** Exercise requirements **
Answer these from the text below about Shakespeare on film:
(a) Which actor plays William Shakespeare in the film that credits the Earl of Oxford with the writing?
(b) How many Oscars did Shakespeare in Love win?
(c) What character does Peter Sellars play in Jean-Luc Godard's King Lear?

The film suggests it was Edward De Vere, Earl of Oxford (Rhys Ifans) who actually put pen to paper.

Then to hide his identity he hired a semi-employed actor named William Shakespeare (Rafe Spall) to act as his literary beard.

There is no evidence to support the movie’s theory but at least one detail is consistent with history — the likeness of Shakespeare. Even though no painting of the Bard was done during his lifetime, the 1632 Martin Droeshout portrait showing the writer with, “a huge head, placed against a starched ruff,” has become the accepted version of his appearance in art and on film.

Shakespeare and his ruffed collar has popped up in everything from The Simpsons’s 2007 videogame to the Bugs Bunny cartoon A Witch’s Tangled Hare.

Playing the Bard as a lusty poet in Shakespeare in Love made Joseph Fiennes a star, but he was far from the first actor considered for the role. Daniel Day-Lewis and Kenneth Branagh both turned it down before Ralph Fienne’s little brother snapped it up.

The movie, about how Shakespeare’s love affair with Viola De Lesseps (Gwyneth Paltrow) helped him overcome writer’s block and pen Romeo and Juliet in her honour, earned 13 Oscar nominations and won seven, including Best Picture and Best Actress for Gwyneth.

One of the stranger depictions of Shakespeare on screen came in Jean-Luc Godard’s King Lear.

Called “Godard’s most insane, headache-inducing and inscrutable movie,” by one critic, it features Peter Sellars (not the Pink Panther actor, but an avant guard theatre director) as William Shakespeare Junior the Fifth.

In the movie’s post Chernobyl world, all of the world’s culture has been lost and it’s up to folks like Shaksper Junior to try recreate it. Searching for inspiration he scribbles familiar phrases in his notebook — “Love’s Labors Lost. As you wish. As you wish. As you wish. As you witch. As you which? As you watch. As you watch…” — as he tries to piece together the works of his long lost relative.

Best remembered as the Woody Allen movie you haven’t seen — the comedian plays Mr. Alien in an uncredited cameo — King Lear is a head scratcher, even for the often unfathomable Godard.

** Records in a dataset **
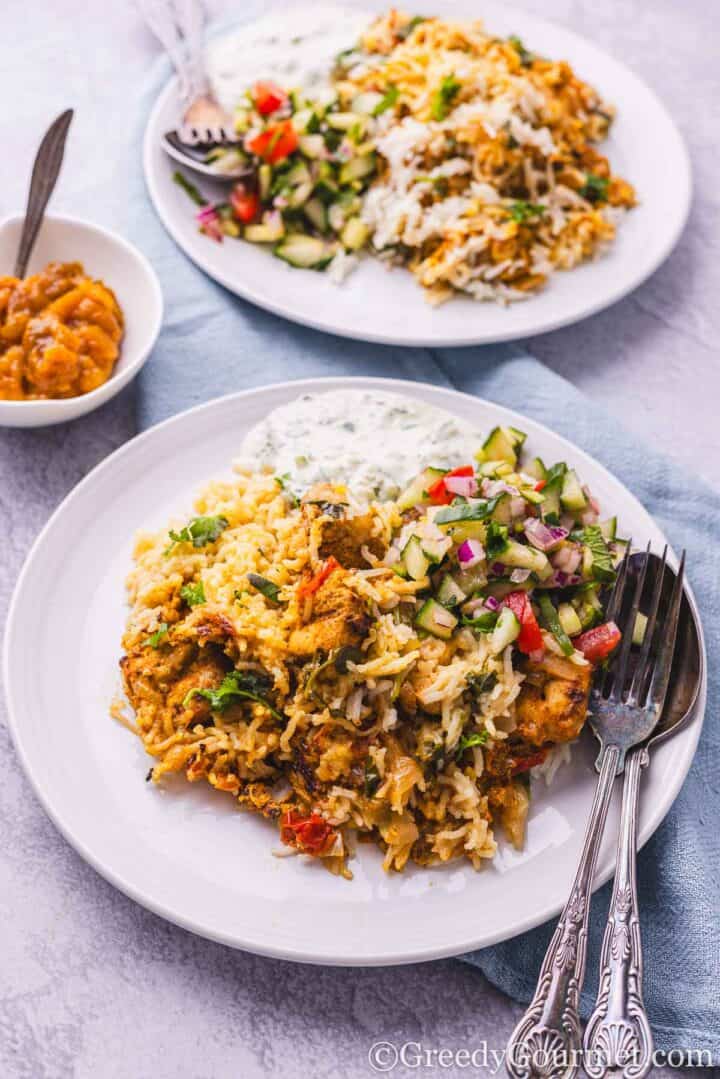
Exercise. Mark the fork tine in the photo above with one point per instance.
(640, 675)
(661, 674)
(619, 669)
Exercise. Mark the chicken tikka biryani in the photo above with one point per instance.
(365, 658)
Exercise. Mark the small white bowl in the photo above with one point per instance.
(105, 257)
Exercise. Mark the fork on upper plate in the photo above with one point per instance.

** Reply **
(a) Rafe Spall
(b) Seven
(c) William Shakespeare Junior the Fifth